PASSAGE SHOWN:

# Any Help?



## Ivory-Brier (Apr 30, 2016)

So i've been practicing drawing digi legs, but i don't know how to attach the body and shoulders and what even are necks? Can anyone help?


----------



## rjbartrop (May 1, 2016)

Here you go: http://www.innerbody.com/

Any reference you can find on animal anatomy will also serve you well


----------



## MissKarotStix (May 1, 2016)

If you do a Google search on anthro/furry anatomy you can get some nice reference to help you picture how the body is put together.
The following images helped me a lot:

Legs and feet reference:
www.furaffinity.net: Legs anatomy references by Wolfy-Nail
www.furaffinity.net: Digigrade Paw Tutorial [by Catwolf] by AAMP

Male anthro skeletal reference:











And just for kicks, here a muscle reference:





Hoped that helped. If you need help looking for resources or general help in drawing feel free to PM me, I love teaching ^_^.

REQUIRED TASK 1:
Answer these questions from the forum thread on drawing digi legs, one line each:
(a) What has Ivory-Brier been practicing drawing?
(b) Which website does rjbartrop link to?
(c) Which two references does MissKarotStix list under "Legs and feet reference"?
REQUIRED TASK 2:
Condense the paragraph beginning "So i've been practicing drawing digi legs" from the forum thread on drawing digi legs into one shorter sentence that keeps its main points.
REQUIRED TASK 3:
Carry on the forum thread on drawing digi legs from the point where it ends.

PROVIDED DATA:
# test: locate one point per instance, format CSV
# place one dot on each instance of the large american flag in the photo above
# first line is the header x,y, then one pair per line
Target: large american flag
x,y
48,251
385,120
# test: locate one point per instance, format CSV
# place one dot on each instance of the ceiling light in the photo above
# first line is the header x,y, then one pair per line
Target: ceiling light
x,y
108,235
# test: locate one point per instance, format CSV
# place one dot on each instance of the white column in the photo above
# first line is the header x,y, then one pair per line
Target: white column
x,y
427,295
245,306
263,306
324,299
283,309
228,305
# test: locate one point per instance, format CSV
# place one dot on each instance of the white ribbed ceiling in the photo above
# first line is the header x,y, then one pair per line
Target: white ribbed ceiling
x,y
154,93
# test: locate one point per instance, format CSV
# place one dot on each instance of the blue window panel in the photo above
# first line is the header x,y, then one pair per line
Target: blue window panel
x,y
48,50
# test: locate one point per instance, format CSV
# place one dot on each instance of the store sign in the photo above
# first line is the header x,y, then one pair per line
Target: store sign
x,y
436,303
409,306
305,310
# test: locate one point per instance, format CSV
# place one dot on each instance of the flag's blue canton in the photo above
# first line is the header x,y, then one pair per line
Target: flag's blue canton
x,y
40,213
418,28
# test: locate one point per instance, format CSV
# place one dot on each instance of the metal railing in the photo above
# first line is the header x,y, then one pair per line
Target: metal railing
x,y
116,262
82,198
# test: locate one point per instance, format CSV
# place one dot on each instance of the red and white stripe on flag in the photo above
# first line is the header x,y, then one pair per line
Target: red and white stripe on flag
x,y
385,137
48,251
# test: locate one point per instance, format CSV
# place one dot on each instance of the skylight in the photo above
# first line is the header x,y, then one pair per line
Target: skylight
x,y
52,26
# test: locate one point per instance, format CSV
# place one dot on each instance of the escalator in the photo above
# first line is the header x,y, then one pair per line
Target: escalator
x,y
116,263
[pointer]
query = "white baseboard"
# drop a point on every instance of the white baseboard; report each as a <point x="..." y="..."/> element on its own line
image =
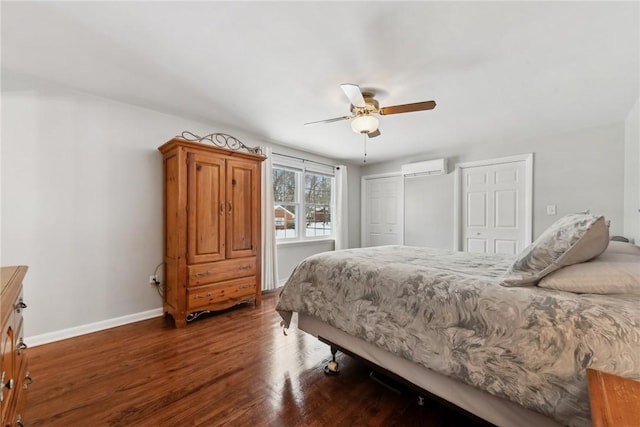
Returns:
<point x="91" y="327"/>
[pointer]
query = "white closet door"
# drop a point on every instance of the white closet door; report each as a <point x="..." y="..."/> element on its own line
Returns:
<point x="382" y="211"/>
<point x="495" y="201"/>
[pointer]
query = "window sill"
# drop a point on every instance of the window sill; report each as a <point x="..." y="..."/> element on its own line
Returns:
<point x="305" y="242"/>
* * *
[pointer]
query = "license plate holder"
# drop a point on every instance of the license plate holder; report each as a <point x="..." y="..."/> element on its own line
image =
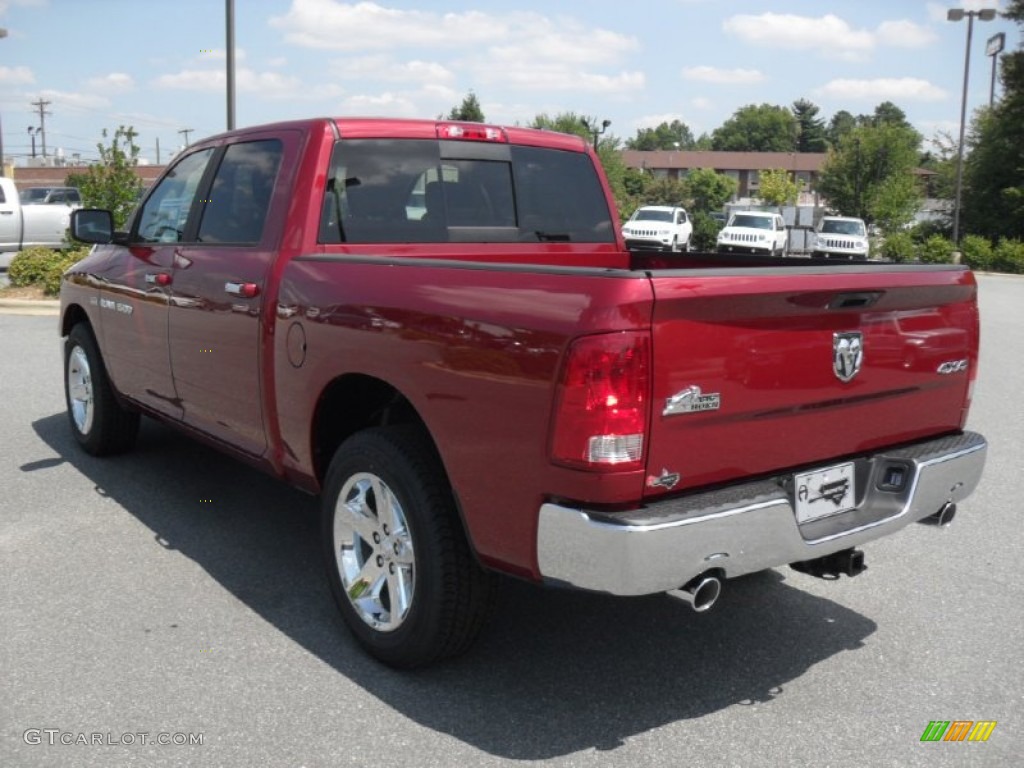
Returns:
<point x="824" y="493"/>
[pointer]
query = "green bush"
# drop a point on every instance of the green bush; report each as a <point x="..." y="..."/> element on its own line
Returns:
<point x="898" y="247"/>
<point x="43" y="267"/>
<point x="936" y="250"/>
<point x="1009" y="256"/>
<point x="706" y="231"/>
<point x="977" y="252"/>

RIGHT ANSWER 1:
(a) Digi legs.
(b) http://www.innerbody.com/
(c) "Legs anatomy references by Wolfy-Nail" and "Digigrade Paw Tutorial [by Catwolf] by AAMP."

RIGHT ANSWER 2:
I have been practicing digi legs but do not know how to attach the body and shoulders or what necks are; can anyone help?

RIGHT ANSWER 3:
Edit: Sorry for the large images, I have no idea how to edit it @_@


----------



## Ivory-Brier (May 2, 2016)

rjbartrop said:


> Here you go: http://www.innerbody.com/
> 
> Any reference you can find on animal anatomy will also serve you well





MissKarotStix said:


> If you do a Google search on anthro/furry anatomy you can get some nice reference to help you picture how the body is put together.
> The following images helped me a lot:
> 
> Legs and feet reference:
> ...



Really helped! Thanks!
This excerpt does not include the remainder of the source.